WHAT IS REQUIRED:
Repeat the records below verbatim.

◆ ◆ ◆ ◆ ◆

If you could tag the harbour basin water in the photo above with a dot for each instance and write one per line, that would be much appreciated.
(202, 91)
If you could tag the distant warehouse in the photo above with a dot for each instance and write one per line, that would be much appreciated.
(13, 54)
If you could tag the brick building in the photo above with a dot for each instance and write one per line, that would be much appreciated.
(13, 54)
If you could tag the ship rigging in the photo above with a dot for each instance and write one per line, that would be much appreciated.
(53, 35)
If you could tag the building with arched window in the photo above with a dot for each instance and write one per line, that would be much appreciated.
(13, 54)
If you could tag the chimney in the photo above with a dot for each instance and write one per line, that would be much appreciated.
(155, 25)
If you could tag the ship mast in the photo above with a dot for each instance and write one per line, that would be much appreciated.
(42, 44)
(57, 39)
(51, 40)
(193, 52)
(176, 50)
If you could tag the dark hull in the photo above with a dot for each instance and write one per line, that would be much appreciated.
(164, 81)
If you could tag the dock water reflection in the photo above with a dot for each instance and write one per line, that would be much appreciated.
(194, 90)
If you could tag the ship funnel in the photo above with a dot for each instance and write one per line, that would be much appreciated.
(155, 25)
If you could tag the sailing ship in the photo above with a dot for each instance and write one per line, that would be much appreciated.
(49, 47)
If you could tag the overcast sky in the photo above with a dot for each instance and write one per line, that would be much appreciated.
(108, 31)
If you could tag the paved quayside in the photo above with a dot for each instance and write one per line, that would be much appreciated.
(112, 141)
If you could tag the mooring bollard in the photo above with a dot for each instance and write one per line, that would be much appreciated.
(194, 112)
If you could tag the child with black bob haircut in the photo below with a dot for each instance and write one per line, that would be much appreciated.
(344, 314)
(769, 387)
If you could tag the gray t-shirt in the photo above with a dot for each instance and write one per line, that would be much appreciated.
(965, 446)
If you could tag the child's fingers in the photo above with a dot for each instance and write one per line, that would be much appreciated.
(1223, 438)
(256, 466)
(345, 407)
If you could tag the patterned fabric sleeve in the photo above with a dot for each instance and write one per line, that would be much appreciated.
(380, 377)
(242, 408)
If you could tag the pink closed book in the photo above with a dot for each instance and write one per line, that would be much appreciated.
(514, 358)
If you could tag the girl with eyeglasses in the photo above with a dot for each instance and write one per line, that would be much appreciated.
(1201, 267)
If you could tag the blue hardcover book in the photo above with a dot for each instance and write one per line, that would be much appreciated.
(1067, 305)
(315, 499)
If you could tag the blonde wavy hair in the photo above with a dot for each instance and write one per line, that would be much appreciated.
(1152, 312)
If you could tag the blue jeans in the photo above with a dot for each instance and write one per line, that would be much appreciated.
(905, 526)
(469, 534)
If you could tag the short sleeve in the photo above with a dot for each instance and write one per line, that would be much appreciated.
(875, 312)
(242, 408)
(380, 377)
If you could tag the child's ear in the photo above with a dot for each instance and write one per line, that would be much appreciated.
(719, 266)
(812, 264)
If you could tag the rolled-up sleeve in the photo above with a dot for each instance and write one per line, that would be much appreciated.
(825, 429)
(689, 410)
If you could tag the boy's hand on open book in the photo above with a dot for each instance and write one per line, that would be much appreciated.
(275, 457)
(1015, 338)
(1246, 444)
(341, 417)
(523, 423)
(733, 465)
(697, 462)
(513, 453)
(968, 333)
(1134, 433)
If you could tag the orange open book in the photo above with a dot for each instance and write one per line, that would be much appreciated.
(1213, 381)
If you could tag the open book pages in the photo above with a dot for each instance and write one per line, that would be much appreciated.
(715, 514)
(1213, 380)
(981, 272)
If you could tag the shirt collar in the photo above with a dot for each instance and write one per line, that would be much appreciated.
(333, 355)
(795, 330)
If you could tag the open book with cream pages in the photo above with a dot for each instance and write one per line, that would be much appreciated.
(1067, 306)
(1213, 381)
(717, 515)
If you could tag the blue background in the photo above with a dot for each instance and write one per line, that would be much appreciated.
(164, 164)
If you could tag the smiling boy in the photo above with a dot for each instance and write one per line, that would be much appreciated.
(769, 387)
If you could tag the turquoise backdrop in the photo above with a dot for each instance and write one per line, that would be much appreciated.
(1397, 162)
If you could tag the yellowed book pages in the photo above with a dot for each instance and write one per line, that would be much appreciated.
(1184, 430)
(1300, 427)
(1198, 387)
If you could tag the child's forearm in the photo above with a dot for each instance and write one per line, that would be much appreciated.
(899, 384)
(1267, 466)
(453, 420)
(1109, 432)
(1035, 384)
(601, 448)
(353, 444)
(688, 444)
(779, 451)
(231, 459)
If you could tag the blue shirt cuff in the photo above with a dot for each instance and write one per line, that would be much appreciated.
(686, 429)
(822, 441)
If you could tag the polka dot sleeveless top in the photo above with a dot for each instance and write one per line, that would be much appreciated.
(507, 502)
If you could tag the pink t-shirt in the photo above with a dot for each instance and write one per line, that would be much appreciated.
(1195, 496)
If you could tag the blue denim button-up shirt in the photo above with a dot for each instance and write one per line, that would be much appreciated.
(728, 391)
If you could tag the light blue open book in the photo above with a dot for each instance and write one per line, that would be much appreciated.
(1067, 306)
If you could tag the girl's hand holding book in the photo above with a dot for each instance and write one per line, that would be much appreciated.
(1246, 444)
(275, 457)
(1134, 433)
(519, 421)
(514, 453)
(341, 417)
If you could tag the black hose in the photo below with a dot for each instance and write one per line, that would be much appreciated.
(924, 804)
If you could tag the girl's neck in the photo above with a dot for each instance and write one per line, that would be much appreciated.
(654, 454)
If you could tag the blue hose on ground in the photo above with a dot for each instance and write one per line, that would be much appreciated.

◆ ◆ ◆ ◆ ◆

RESULT BELOW:
If you could tag the harbour basin water in the photo above with a dot for each instance and write one per line, that would be much appreciated.
(202, 91)
If you could tag the distant warehouse in the photo above with a dot for each instance and write one per line, that would be much appreciated.
(13, 54)
If you could tag the brick building in the photo above with a dot for each instance and write one per line, that would be much appreciated.
(13, 54)
If you could tag the ship rigging in the photo above with a dot for each instance and write one per line, that would be much appreciated.
(53, 35)
If you could tag the building with arched window in the photo above with a dot for each instance and write one per line, that would be much appreciated.
(13, 54)
If you could tag the chimney in the photo above with a dot for each instance and write one per line, that would be much appreciated.
(155, 25)
If you could tag the ship mast in the photo above with a dot for each instance and write one per line, that would be much appreciated.
(42, 44)
(57, 39)
(51, 40)
(193, 52)
(176, 50)
If you could tag the dark hull in the photo above with a dot for each instance and write one per line, that would be much appreciated.
(164, 81)
If you could tag the dock water reflection in the photo above with a dot for each instance and write one per line, that would be much appreciated.
(194, 90)
If you could tag the ship funnel in the photo above with a dot for each instance and write one per line, that would be much appreciated.
(155, 25)
If you could tag the sailing ship in the photo above with a dot for each instance and write one per line, that would be much appreciated.
(49, 47)
If you could tag the overcast sky in the photo above with a dot for each instance and write one per line, that would be much appreciated.
(108, 31)
If you could tag the paved quayside in the photo above with a dot for each instance and write one per line, that would be much appreciated.
(112, 141)
If you could tag the mooring bollard in the photo above with a dot for each instance and write one per line, that would be much appreciated.
(194, 112)
If you could tag the child with black bob haircut in the photo below with a dot for each instance and write one per line, that would be much appreciated.
(344, 314)
(769, 387)
If you could tag the gray t-shirt in the photo above with a dot for each instance and write one per line, that would be much appreciated.
(965, 446)
If you could tag the child's fingers in the photo above with a dot for each instance and write one per line, that would be much appreciated.
(1223, 438)
(256, 466)
(345, 407)
If you could tag the patterned fabric sleeve in the photo above with a dot for each instance and write one per line, that would be much appreciated.
(380, 377)
(242, 408)
If you could tag the pink closed book in the photo above with a dot for each instance and write one per line, that would be much appreciated.
(514, 358)
If you could tag the girl with eyeglasses in the photo above with a dot for each instance and write one per line, that would be much appreciated.
(1201, 267)
If you could tag the blue hardcover book in the photo above with a dot for each instance and write one per line, that would be much appreciated.
(1067, 305)
(315, 499)
If you could tag the blonde wavy hair in the photo above with a dot for each instance and write one per line, that would be much appreciated.
(1152, 312)
If you could tag the blue jeans in the photo above with a dot for each instance and write one per line, that would be much appreciated.
(905, 526)
(469, 534)
If you could tag the short sleeve in the photo above with a dot for each instance and write one per line, that would be much appreciated.
(875, 312)
(242, 408)
(380, 377)
If you could tag the child's ear in the photo above with a dot for each instance and write one per line, that would be much appreciated.
(719, 266)
(812, 264)
If you could tag the rolled-up sleeve in the photo above with a dot for each instance and write one per line, that would be much appreciated.
(825, 429)
(689, 410)
If you could tag the boy's hand on open book in the photo above with a dot for each instance and write one per line, that would be much appreciated.
(275, 457)
(1015, 338)
(1246, 444)
(341, 417)
(523, 423)
(733, 465)
(697, 462)
(513, 453)
(968, 333)
(1134, 433)
If you could tag the orange open book in the photo above with a dot for each instance and write one per line, that would be much appreciated.
(1213, 381)
If you could tag the open book pages in the photo above with a dot for each instance and write one per line, that would be much appreciated.
(715, 514)
(1213, 380)
(981, 272)
If you could tag the shirt collar in the photo above with a dot for each instance and write one per line, that would be much appreciated.
(333, 355)
(795, 330)
If you could tag the open book with cream pages in the photo above with a dot for each instance and write one per line, that would be much appreciated.
(1067, 306)
(1213, 381)
(717, 515)
If you could tag the blue background in the photo above with a dot for each instance and write one per line, that would be much appreciated.
(164, 164)
If you could tag the smiling boy in the photo above with a dot for each instance and write one per line, that would be much appreciated.
(769, 387)
If you could tag the turquoise backdrop in the photo above with a dot for each instance and write one per line, that would be much appreciated.
(1397, 162)
If you could tag the yellowed book pages in the photo above with a dot for each instance and write one per line, that would be much appreciated.
(1184, 430)
(1300, 427)
(1198, 387)
If you could tag the child's forearm in the photo above with a dot for each instance and write one per line, that would be much appreciated.
(899, 384)
(1267, 466)
(453, 420)
(1109, 432)
(1035, 384)
(601, 448)
(353, 444)
(688, 444)
(779, 451)
(231, 459)
If you could tag the blue shirt cuff in the photo above with a dot for each instance and write one per line, that would be much appreciated.
(686, 429)
(822, 441)
If you could tag the polka dot sleeveless top in the photo above with a dot for each instance and write one per line, that would be much appreciated.
(507, 502)
If you could tag the pink t-shirt in the photo above with a dot for each instance and write one per line, that would be much appreciated.
(1195, 496)
If you could tag the blue denim button-up shirt in the photo above with a dot for each instance and write one per line, that would be much appreciated.
(728, 391)
If you could tag the light blue open book in the photo above with a dot for each instance and write one per line, that would be much appreciated.
(1067, 306)
If you could tag the girl's hand holding book in the photo above with a dot for each instance and write one per line, that would be much appreciated.
(1246, 444)
(275, 457)
(1134, 433)
(519, 421)
(514, 453)
(341, 417)
If you could tag the black hose in the photo below with a dot for each instance and write one per line, that would be much appreciated.
(924, 804)
If you could tag the girl's neck in the photo above with a dot for each instance and write one per line, that would be much appreciated.
(654, 454)
If you could tag the blue hose on ground in the photo above with a dot for each instance and write one per line, that would be much appreciated.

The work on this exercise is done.